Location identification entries
********************

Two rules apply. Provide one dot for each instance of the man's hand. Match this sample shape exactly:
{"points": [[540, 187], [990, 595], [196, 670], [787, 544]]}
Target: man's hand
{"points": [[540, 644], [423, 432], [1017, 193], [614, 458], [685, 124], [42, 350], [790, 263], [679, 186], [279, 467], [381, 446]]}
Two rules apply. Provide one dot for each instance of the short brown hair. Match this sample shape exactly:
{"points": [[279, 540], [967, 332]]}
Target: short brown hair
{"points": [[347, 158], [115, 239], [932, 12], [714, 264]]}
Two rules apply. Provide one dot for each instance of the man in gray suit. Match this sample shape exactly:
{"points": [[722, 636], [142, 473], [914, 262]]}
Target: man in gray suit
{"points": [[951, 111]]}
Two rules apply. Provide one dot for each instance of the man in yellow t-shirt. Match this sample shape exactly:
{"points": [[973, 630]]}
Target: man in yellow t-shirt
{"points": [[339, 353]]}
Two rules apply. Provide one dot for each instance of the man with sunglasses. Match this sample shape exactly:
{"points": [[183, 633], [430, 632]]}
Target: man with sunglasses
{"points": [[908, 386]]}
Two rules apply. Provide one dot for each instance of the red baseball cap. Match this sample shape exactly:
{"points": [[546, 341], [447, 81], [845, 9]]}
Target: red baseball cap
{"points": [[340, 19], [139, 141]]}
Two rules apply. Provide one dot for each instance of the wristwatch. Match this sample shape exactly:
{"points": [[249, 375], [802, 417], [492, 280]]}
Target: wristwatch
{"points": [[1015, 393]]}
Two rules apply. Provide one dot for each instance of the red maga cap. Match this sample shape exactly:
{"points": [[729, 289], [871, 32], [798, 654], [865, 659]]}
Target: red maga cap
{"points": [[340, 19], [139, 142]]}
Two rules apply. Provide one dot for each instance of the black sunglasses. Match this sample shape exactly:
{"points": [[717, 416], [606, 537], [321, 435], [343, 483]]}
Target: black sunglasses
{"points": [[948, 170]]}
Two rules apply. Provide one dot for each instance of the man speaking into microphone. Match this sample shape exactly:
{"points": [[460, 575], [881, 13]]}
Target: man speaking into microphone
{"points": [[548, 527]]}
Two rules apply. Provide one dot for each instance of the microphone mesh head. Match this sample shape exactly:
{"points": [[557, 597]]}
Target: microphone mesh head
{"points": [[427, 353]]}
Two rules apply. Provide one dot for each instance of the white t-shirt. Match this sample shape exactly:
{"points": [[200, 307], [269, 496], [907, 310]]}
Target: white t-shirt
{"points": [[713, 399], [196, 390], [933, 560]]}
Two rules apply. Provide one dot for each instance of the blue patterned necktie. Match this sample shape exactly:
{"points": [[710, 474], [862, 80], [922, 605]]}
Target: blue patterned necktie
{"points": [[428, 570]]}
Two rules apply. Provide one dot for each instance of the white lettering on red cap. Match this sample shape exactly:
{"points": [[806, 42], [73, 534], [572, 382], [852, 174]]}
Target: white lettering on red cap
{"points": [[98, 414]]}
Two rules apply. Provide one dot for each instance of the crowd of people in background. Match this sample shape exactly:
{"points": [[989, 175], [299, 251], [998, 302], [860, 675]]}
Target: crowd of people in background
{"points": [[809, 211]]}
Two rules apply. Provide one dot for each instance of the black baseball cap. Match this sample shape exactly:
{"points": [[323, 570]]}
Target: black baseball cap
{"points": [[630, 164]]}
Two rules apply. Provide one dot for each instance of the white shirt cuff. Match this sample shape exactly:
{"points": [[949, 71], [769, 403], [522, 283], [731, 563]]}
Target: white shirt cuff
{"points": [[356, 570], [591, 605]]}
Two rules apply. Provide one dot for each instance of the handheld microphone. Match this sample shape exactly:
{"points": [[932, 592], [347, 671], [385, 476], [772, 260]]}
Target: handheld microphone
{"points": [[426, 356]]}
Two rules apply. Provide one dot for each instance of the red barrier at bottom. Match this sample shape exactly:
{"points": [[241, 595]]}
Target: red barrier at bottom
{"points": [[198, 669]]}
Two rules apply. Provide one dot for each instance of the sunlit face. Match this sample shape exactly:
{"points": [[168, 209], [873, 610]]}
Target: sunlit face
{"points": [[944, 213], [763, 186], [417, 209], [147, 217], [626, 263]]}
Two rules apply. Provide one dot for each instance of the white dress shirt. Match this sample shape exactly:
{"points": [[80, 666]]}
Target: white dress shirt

********************

Rewrite all of the data above, replacing every occurrence of "Provide one dot" with "Place one dot" and leaving everything else unchanged.

> _WRITTEN RESPONSE_
Two rules apply. Place one dot for each instance of the man's hand. Match this sample shape exactly:
{"points": [[540, 187], [990, 595], [196, 670], [787, 544]]}
Target: man's hand
{"points": [[540, 644], [423, 432], [1017, 193], [614, 458], [685, 124], [42, 350], [790, 263], [679, 186], [279, 467], [381, 446]]}
Two rules apply. Place one dot for each instance of the short brown hair. Match this sample shape exactly:
{"points": [[279, 540], [967, 332]]}
Target: short brown hair
{"points": [[347, 158], [115, 239], [932, 12], [714, 264]]}
Two rules apply. Place one dot for each instance of the man in gray suit. Match this sample shape exactly:
{"points": [[722, 636], [142, 473], [914, 262]]}
Target: man in gray suit
{"points": [[951, 111]]}
Two rules apply. Place one dot for each instance of the man in yellow t-shirt. Match this sample shape exactly:
{"points": [[973, 630]]}
Target: man in yellow t-shirt
{"points": [[339, 353]]}
Two rules apply. Place one dot for each instance of the man with sunglasses. Match this sample shape exactly:
{"points": [[183, 633], [430, 632]]}
Target: man with sunglasses
{"points": [[908, 386]]}
Two rules apply. Place one dot for each instance of the red baseball cap. Match this sample shape exactly:
{"points": [[546, 341], [447, 81], [845, 9]]}
Target: red baseball cap
{"points": [[340, 19], [139, 141]]}
Two rules apply. Place one dot for each instance of the wristwatch. Match this sample shape exactly:
{"points": [[249, 375], [802, 417], [492, 280]]}
Target: wristwatch
{"points": [[1015, 393]]}
Two rules apply. Place one dot for each instance of the red maga cap. Match this sample shape exactly:
{"points": [[729, 289], [871, 32], [798, 654], [865, 659]]}
Target: red maga cap
{"points": [[340, 19], [139, 142]]}
Two rules apply. Place one dot for each instance of the black sunglasses. Match this sample shape exactly:
{"points": [[717, 416], [606, 537], [321, 435], [343, 483]]}
Target: black sunglasses
{"points": [[948, 170]]}
Two rules apply. Place one dot for each instance of the man speaking into microphone. Match this sample shape exactly:
{"points": [[460, 575], [881, 13]]}
Target: man speaking into microphone
{"points": [[548, 527]]}
Two rules apply. Place one dot for each instance of the microphone mesh head. Match this sample shape exactly:
{"points": [[557, 597]]}
Target: microphone mesh head
{"points": [[427, 353]]}
Two rules apply. Place one dot for each instance of the white t-shirt. Match this sample shape exactly:
{"points": [[200, 307], [269, 496], [907, 310]]}
Target: white t-shirt
{"points": [[713, 399], [196, 390], [933, 560]]}
Two rules apply. Place one dot for each instance of the blue patterned necktie. Match this sample shape exactly:
{"points": [[710, 474], [862, 80], [922, 605]]}
Target: blue patterned necktie
{"points": [[428, 570]]}
Two rules apply. Place one dot for each instance of the white lettering on red cap. Match this sample shape exactly:
{"points": [[806, 42], [73, 534], [572, 382], [852, 174]]}
Target: white lettering on red cap
{"points": [[98, 414]]}
Two rules apply. Place one dot for each instance of the crowd of people in background. Match this sample shape exactly:
{"points": [[989, 175], [299, 251], [998, 302], [860, 675]]}
Target: crowd of people in background
{"points": [[809, 211]]}
Two rules apply. Place one dot for each instance of the black baseball cap. Match this sample shape exactly:
{"points": [[323, 570]]}
Target: black baseball cap
{"points": [[630, 164]]}
Two rules apply. Place one dot for each instance of the white shirt cuff. Match this sample shape exactly:
{"points": [[949, 71], [769, 403], [522, 283], [731, 563]]}
Target: white shirt cuff
{"points": [[356, 570], [591, 605]]}
Two rules apply. Place one dot for each instance of the handheld microphone. Match this sample shape exactly:
{"points": [[932, 592], [347, 671], [385, 476], [772, 260]]}
Target: handheld microphone
{"points": [[426, 356]]}
Two rules apply. Place one dot for each instance of the red barrier at bottom. Match this sample shape exactly:
{"points": [[241, 595]]}
Target: red barrier at bottom
{"points": [[198, 669]]}
Two rules apply. Place one dot for each instance of the sunlit face. Match this sample shape exactly:
{"points": [[168, 209], [873, 610]]}
Target: sunlit face
{"points": [[944, 213], [763, 186], [417, 209], [147, 217], [626, 263]]}
Two rules apply. Place one dot for each instance of the white dress shirt. Match this sample shape exactly:
{"points": [[80, 666]]}
Target: white dress shirt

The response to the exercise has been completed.